▶ _STATED GOAL_:
Render the stretch from the start of the records through the line containing "pixel 574 224" as a JSON list of strings, one string per line, leaving out blank lines.

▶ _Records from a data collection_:
========

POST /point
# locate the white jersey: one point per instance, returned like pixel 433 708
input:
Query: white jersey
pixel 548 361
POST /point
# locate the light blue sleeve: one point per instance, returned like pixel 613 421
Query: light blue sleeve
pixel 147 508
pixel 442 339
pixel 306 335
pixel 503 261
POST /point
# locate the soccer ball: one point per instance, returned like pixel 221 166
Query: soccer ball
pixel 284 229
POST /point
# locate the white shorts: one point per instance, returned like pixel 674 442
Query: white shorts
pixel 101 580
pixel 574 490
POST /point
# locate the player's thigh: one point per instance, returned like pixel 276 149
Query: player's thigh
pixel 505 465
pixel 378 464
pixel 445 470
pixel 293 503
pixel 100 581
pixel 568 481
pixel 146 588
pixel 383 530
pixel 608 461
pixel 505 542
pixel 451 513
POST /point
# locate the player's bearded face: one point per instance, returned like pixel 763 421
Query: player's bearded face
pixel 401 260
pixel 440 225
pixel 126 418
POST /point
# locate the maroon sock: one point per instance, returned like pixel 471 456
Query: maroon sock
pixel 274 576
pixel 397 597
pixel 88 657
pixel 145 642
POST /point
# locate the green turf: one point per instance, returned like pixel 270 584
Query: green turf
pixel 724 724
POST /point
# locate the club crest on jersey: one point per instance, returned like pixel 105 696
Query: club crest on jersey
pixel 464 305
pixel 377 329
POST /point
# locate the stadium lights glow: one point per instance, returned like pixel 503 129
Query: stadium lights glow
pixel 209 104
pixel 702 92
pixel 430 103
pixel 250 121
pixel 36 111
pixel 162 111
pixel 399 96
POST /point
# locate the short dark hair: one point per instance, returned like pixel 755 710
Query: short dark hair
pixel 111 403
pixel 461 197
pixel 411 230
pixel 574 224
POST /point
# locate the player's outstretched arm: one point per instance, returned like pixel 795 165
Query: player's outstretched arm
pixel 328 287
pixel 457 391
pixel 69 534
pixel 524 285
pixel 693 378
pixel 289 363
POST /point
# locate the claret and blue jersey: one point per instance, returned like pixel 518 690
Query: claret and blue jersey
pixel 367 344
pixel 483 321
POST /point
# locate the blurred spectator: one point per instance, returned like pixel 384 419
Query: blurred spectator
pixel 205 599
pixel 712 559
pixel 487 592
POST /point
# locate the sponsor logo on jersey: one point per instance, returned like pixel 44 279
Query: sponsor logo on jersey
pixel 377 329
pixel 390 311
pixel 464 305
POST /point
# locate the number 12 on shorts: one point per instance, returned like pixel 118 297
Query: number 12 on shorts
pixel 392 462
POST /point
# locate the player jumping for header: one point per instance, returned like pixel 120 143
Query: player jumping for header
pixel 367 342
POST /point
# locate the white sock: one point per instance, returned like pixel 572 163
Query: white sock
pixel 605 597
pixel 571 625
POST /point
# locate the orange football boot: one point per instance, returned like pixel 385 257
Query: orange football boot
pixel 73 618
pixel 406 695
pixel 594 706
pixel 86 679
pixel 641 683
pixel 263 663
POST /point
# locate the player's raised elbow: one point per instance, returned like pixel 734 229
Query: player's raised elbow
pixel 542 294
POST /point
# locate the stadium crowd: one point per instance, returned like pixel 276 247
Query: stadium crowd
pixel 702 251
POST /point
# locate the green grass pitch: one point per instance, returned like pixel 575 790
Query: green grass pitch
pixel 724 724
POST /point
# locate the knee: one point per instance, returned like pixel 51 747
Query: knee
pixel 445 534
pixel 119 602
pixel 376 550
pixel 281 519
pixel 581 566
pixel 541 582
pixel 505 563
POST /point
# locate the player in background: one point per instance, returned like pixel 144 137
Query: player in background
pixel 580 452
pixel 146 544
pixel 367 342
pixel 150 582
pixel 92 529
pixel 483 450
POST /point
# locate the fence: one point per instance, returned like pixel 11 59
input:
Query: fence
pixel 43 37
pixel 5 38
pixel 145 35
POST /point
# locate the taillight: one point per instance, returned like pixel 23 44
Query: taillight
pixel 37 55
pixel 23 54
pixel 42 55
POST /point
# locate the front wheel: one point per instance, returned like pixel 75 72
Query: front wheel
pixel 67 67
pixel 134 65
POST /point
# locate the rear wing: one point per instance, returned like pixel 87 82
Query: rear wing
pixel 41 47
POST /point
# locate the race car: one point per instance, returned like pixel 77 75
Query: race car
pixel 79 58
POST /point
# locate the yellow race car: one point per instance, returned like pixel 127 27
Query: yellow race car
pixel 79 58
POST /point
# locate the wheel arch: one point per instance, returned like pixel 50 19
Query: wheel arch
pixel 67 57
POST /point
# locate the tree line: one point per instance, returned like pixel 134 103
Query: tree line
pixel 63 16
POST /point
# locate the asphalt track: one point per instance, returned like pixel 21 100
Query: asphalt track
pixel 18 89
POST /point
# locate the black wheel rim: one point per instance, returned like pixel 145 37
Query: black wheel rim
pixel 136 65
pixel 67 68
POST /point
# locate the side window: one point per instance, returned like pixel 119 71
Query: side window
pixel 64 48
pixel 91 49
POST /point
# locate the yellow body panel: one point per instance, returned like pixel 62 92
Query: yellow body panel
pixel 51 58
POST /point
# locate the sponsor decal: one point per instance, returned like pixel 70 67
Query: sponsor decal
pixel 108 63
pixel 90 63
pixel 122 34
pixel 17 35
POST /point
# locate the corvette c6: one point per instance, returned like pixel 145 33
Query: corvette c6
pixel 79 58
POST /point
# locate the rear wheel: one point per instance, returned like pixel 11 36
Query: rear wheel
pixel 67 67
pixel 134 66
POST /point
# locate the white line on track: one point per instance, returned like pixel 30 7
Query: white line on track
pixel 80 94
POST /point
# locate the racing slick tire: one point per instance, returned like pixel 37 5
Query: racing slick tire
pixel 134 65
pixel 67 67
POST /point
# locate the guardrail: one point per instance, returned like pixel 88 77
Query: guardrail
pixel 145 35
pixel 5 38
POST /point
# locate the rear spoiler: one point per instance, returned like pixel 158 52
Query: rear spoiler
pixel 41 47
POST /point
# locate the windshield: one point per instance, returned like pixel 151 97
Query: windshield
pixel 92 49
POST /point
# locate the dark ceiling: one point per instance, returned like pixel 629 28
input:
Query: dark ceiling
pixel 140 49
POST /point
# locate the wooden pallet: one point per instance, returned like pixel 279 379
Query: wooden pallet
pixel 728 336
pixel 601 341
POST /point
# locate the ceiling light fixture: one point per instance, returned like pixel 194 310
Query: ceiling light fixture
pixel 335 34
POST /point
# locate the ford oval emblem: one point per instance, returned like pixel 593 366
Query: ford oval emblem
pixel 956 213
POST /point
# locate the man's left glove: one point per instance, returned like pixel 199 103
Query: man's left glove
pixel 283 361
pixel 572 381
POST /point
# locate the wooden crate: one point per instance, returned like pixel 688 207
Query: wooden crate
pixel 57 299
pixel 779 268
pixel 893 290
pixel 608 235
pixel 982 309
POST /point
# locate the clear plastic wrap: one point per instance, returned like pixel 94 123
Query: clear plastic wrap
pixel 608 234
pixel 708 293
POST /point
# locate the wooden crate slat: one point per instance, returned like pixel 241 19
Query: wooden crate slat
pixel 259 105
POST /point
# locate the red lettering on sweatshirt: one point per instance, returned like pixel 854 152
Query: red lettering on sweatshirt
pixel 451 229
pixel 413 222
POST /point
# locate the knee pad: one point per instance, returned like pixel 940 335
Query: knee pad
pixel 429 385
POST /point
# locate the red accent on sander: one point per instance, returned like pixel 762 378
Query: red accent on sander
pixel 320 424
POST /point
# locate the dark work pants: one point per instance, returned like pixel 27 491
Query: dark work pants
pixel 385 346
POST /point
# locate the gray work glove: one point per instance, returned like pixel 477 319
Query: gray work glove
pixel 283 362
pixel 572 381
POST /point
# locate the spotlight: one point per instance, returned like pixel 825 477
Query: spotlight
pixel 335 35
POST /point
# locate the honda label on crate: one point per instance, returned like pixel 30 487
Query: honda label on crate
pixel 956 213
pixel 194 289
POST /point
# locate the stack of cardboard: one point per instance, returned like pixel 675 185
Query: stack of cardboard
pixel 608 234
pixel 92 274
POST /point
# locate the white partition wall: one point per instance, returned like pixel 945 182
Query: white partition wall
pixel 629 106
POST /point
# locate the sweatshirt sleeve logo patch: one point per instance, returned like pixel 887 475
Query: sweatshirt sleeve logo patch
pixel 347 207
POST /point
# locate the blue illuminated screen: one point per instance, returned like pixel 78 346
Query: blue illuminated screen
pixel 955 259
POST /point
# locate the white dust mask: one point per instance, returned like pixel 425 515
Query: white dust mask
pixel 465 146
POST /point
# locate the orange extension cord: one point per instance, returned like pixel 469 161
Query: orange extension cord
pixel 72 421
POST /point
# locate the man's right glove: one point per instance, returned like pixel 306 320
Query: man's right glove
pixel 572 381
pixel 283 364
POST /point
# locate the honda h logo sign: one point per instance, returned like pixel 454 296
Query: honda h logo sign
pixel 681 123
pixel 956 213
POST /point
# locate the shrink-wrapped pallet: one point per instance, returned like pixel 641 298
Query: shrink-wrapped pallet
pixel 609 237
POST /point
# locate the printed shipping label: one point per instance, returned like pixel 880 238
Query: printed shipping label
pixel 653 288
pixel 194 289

========

▶ _ANSWER FOR THE TASK_:
[
  "POST /point",
  "# locate the white jersey: one point per instance, returned like pixel 433 708",
  "input:",
  "Query: white jersey",
  "pixel 548 361",
  "POST /point",
  "# locate the light blue sleeve: one point per instance, returned like pixel 613 421",
  "Query: light blue sleeve",
  "pixel 147 508",
  "pixel 442 339",
  "pixel 306 335",
  "pixel 503 261",
  "POST /point",
  "# locate the soccer ball: one point per instance, returned like pixel 221 166",
  "Query: soccer ball",
  "pixel 284 229",
  "POST /point",
  "# locate the white shorts: one point per instance, returned like pixel 674 442",
  "Query: white shorts",
  "pixel 101 580",
  "pixel 574 490",
  "POST /point",
  "# locate the player's thigh: one point per instance, returned like pixel 276 149",
  "Query: player's thigh",
  "pixel 505 465",
  "pixel 378 464",
  "pixel 445 470",
  "pixel 293 503",
  "pixel 100 581",
  "pixel 568 481",
  "pixel 146 588",
  "pixel 383 530",
  "pixel 608 461",
  "pixel 505 542",
  "pixel 451 513",
  "POST /point",
  "# locate the player's bearded face: one point per instance, returned like pixel 763 421",
  "Query: player's bearded face",
  "pixel 401 260",
  "pixel 440 225",
  "pixel 126 418",
  "POST /point",
  "# locate the maroon sock: one point per instance, returned like pixel 471 456",
  "Query: maroon sock",
  "pixel 274 576",
  "pixel 397 597",
  "pixel 88 657",
  "pixel 145 642",
  "POST /point",
  "# locate the green turf: one point per instance, returned like pixel 270 584",
  "Query: green turf",
  "pixel 724 724",
  "POST /point",
  "# locate the club crest on jersey: one point per instance, returned like pixel 105 696",
  "Query: club crest on jersey",
  "pixel 464 305",
  "pixel 377 329",
  "POST /point",
  "# locate the stadium lights glow: one point per instance, returned like pixel 503 129",
  "Query: stadium lights glow",
  "pixel 209 104",
  "pixel 702 92",
  "pixel 430 103",
  "pixel 250 121",
  "pixel 36 111",
  "pixel 162 111",
  "pixel 399 96",
  "POST /point",
  "# locate the short dark hair: one point per instance, returned like pixel 755 710",
  "Query: short dark hair",
  "pixel 111 403",
  "pixel 461 197",
  "pixel 411 230",
  "pixel 574 224"
]